TEXT SHOWN ::
• • • • •
In this article, we bust 10 common insurance myths in Kenya—so you can make smarter financial decisions and protect what matters most.


1. “Insurance is Only for the Rich”

Truth: Insurance is for everyone. NHIF contributions start from as low as KSh 500 per month, and third-party car insurance is legally required for all motorists.


2. “It’s Too Expensive”

Truth: Compared to the cost of medical bills or repairing a car after an accident, premiums are far cheaper. Insurance saves you money in the long run.


3. “NHIF is Enough for My Health Needs”

Truth: NHIF is a great foundation, but it doesn’t cover everything (like specialized treatment in private hospitals). Combining NHIF with private insurance offers better protection.


4. “My Car Insurance Covers Everything”

Truth: Not always. Comprehensive insurance has exclusions (like terrorism, riots, or using your car for Uber without declaring it). Always read the fine print.
• • • • •
PROBLEMS TO SOLVE ::
[A] Condense the paragraph in the text on insurance myths that begins "Truth: Not always" into a short bulleted list of its main points.
[B] Based on the text on insurance myths, decide whether each statement agrees with it, answering yes or no and quoting the deciding words: (i) NHIF contributions can be as low as KSh 500 per month. (ii) Third-party car insurance is optional for motorists. (iii) NHIF covers specialized treatment in private hospitals.
Rely only on the text on insurance myths.

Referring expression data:
• • • • •
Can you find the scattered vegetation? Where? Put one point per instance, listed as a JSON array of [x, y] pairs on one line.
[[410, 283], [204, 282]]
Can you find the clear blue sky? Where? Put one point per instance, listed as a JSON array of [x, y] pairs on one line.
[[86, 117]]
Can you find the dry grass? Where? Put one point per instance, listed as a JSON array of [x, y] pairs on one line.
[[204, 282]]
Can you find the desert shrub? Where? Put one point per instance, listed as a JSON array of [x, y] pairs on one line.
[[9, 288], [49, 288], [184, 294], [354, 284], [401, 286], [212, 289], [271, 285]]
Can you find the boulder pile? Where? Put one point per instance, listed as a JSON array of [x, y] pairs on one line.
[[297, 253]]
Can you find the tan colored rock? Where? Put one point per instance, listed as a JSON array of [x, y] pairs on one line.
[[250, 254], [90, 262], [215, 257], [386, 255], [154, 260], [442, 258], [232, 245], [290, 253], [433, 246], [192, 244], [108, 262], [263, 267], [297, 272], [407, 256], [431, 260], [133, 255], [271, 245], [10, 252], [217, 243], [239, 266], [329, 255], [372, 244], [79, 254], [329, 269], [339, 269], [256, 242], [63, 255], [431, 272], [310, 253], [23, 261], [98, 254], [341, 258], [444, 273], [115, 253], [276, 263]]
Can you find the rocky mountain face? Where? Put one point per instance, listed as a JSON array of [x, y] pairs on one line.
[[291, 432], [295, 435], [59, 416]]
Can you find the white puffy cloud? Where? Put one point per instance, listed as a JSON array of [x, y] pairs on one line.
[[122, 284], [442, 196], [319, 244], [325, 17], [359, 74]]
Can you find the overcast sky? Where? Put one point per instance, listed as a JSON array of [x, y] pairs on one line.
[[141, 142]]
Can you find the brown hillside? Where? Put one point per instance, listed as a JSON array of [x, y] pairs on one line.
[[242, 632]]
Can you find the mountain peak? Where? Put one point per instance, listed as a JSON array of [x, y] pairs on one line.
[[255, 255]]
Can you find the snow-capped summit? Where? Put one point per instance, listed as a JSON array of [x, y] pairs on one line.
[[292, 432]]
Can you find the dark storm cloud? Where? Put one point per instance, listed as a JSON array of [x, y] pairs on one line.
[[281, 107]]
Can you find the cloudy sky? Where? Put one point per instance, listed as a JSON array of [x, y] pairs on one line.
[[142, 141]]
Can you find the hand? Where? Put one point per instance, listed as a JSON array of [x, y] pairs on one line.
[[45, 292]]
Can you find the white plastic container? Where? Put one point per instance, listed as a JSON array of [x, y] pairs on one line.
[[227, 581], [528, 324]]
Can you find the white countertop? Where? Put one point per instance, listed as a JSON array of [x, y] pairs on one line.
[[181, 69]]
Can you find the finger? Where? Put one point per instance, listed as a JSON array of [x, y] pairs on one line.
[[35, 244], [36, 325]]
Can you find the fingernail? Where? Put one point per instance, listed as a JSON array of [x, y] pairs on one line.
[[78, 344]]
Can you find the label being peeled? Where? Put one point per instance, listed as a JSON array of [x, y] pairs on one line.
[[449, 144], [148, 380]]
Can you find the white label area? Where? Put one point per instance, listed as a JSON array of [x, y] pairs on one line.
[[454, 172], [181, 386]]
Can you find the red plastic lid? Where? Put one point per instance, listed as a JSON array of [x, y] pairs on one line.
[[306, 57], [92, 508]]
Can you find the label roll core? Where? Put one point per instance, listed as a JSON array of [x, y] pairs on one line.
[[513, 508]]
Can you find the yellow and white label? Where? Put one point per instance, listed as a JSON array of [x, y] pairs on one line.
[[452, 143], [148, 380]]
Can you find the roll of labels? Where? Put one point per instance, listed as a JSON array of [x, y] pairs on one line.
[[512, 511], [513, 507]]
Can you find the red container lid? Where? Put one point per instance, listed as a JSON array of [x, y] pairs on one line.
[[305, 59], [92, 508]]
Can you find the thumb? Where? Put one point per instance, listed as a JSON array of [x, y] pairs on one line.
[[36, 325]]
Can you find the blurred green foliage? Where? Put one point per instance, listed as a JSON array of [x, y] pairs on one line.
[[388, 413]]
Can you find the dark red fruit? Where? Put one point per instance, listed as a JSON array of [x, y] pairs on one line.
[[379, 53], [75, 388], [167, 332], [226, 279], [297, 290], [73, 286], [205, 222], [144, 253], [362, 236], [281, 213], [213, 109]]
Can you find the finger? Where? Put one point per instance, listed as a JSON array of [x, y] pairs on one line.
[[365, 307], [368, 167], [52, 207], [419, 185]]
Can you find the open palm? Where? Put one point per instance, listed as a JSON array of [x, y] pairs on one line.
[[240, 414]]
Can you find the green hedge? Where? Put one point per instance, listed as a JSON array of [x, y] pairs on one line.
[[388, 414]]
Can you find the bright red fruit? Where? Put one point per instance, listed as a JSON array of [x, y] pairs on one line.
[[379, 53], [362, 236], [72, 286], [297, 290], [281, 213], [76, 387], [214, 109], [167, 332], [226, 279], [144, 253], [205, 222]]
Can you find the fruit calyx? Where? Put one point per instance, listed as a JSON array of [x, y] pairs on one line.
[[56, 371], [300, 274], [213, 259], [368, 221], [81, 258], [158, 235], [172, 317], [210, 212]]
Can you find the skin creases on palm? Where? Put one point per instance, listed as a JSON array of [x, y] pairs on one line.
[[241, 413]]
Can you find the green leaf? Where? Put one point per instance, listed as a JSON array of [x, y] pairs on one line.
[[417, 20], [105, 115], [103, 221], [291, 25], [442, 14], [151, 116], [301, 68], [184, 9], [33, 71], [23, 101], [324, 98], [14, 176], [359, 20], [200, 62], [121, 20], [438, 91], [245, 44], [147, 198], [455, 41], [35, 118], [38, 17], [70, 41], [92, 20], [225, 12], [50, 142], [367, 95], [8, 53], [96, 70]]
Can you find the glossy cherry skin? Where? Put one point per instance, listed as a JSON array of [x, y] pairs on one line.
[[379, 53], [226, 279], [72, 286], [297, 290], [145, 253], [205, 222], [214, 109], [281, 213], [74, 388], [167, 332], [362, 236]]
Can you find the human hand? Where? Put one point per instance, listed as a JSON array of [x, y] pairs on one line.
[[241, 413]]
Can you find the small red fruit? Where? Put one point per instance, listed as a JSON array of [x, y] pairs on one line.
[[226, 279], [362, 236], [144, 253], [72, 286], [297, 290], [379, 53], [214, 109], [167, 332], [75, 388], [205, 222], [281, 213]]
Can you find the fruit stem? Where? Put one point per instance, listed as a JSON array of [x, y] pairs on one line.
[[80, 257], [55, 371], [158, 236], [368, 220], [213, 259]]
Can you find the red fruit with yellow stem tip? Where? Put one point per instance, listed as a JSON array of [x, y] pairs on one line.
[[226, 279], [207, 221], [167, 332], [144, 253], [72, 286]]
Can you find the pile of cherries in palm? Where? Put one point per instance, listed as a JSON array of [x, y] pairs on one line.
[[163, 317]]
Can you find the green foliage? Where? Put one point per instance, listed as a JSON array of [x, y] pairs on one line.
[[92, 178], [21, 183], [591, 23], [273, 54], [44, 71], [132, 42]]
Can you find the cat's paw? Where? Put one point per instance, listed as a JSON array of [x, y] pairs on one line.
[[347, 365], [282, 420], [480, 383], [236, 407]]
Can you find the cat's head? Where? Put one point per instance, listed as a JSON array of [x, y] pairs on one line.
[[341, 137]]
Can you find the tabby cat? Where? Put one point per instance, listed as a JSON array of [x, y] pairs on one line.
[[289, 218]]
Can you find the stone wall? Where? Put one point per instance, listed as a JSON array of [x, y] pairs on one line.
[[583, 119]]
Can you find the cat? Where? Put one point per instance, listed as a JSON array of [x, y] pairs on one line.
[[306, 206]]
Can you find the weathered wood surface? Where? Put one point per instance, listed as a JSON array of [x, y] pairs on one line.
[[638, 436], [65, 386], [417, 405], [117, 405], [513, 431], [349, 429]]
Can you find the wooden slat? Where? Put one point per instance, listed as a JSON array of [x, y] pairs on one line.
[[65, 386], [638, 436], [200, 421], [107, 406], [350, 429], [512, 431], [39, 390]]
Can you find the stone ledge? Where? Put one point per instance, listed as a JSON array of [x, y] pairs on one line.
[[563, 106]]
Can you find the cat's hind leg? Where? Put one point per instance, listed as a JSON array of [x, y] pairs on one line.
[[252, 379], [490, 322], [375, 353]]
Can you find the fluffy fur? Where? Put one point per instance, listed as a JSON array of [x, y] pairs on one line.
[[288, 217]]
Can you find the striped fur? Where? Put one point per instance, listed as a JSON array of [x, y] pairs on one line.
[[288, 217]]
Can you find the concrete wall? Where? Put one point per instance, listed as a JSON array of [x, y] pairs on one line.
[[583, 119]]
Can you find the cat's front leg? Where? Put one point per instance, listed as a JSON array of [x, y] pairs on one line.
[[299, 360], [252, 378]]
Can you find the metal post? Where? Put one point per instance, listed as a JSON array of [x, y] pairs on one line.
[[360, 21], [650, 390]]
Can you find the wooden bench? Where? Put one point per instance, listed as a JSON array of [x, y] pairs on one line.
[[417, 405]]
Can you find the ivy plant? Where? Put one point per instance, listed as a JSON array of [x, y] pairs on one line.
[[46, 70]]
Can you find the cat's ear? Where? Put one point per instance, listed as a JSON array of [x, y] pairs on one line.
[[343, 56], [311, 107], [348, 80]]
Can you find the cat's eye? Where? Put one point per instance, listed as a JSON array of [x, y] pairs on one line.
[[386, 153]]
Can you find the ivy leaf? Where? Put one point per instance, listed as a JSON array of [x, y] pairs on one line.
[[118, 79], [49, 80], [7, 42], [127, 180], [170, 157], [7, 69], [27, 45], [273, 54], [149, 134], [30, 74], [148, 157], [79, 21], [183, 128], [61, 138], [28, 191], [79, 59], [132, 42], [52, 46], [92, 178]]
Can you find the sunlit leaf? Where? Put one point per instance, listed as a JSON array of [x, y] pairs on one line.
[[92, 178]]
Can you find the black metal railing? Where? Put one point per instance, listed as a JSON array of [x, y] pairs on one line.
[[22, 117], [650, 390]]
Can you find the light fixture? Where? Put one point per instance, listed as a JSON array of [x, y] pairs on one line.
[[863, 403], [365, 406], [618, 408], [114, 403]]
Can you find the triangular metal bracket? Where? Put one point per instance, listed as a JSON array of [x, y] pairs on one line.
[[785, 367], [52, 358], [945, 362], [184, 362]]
• • • • •
SOLUTION SET ::
[A]
- Comprehensive insurance does not always cover everything.
- Its exclusions include terrorism, riots, and using the car for Uber without declaring it.
- Always read the fine print.

[B]
(i) Yes: "NHIF contributions start from as low as KSh 500 per month"
(ii) No: "third-party car insurance is legally required for all motorists"
(iii) No: "it doesn’t cover everything (like specialized treatment in private hospitals)"